Stated problem
Reproduce all of the records below line for line, with no changes.

Records provided
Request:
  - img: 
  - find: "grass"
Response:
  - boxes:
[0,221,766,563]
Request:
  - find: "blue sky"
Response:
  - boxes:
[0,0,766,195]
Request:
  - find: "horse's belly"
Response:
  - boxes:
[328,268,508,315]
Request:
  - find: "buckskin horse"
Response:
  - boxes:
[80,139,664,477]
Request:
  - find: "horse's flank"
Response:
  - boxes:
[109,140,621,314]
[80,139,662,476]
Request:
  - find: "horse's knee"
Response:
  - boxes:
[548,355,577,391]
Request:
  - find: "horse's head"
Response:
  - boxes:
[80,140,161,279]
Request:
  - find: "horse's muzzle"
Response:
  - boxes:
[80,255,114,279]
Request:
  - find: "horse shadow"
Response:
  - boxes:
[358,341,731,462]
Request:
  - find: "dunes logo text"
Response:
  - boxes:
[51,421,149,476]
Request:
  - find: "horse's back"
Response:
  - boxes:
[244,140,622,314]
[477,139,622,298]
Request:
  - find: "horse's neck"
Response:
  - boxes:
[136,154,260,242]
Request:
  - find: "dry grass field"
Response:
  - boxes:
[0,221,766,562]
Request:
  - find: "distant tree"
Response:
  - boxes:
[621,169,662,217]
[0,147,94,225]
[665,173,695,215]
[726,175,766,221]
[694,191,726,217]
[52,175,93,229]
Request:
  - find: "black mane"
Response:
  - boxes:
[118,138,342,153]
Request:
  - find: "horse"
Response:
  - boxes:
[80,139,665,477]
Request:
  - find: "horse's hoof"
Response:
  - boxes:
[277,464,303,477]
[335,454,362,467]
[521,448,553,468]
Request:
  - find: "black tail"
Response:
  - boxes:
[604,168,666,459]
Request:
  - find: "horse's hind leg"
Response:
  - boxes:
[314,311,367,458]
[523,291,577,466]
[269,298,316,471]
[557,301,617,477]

Exercise answer
Request:
  - img: 
  - find: "grass"
Response:
  - boxes:
[0,221,766,563]
Request:
  - find: "blue sky"
Response:
  - boxes:
[0,0,766,195]
Request:
  - find: "horse's belly"
Response:
  - boxes:
[328,268,508,315]
Request:
  - find: "buckskin horse"
Response:
  - boxes:
[80,139,664,477]
Request:
  - find: "horse's flank"
Response:
  - boxes:
[109,140,621,314]
[80,139,662,476]
Request:
  - find: "horse's knee"
Response:
  - boxes:
[548,355,577,391]
Request:
  - find: "horse's head"
Response:
  - boxes:
[80,140,161,279]
Request:
  - find: "horse's muzzle"
Response:
  - boxes:
[80,255,114,279]
Request:
  - find: "horse shadow"
Response:
  - boxes:
[358,341,731,462]
Request:
  - find: "dunes logo text"
Response:
  - boxes:
[51,421,149,476]
Request:
  - find: "horse's back"
Response:
  - boxes:
[244,140,622,314]
[477,139,622,298]
Request:
  - find: "horse's neck"
Response:
  - boxes:
[136,154,260,242]
Request:
  - find: "dry grass field"
Response:
  - boxes:
[0,221,766,562]
Request:
  - find: "distant tree"
Response:
  - boxes:
[621,169,662,217]
[0,147,94,225]
[665,173,695,215]
[726,175,766,221]
[694,191,726,217]
[52,175,93,229]
Request:
  - find: "black mane"
Response:
  - boxes:
[118,138,342,153]
Request:
  - find: "horse"
Response:
  - boxes:
[80,139,665,477]
Request:
  - find: "horse's hoof"
Response:
  - boxes:
[277,464,303,477]
[335,454,362,467]
[521,448,553,468]
Request:
  - find: "black tail"
Response:
  - boxes:
[604,168,666,459]
Request:
  - find: "horse's hind leg"
Response:
  - boxes:
[314,311,367,458]
[523,291,577,466]
[269,298,316,471]
[557,301,617,477]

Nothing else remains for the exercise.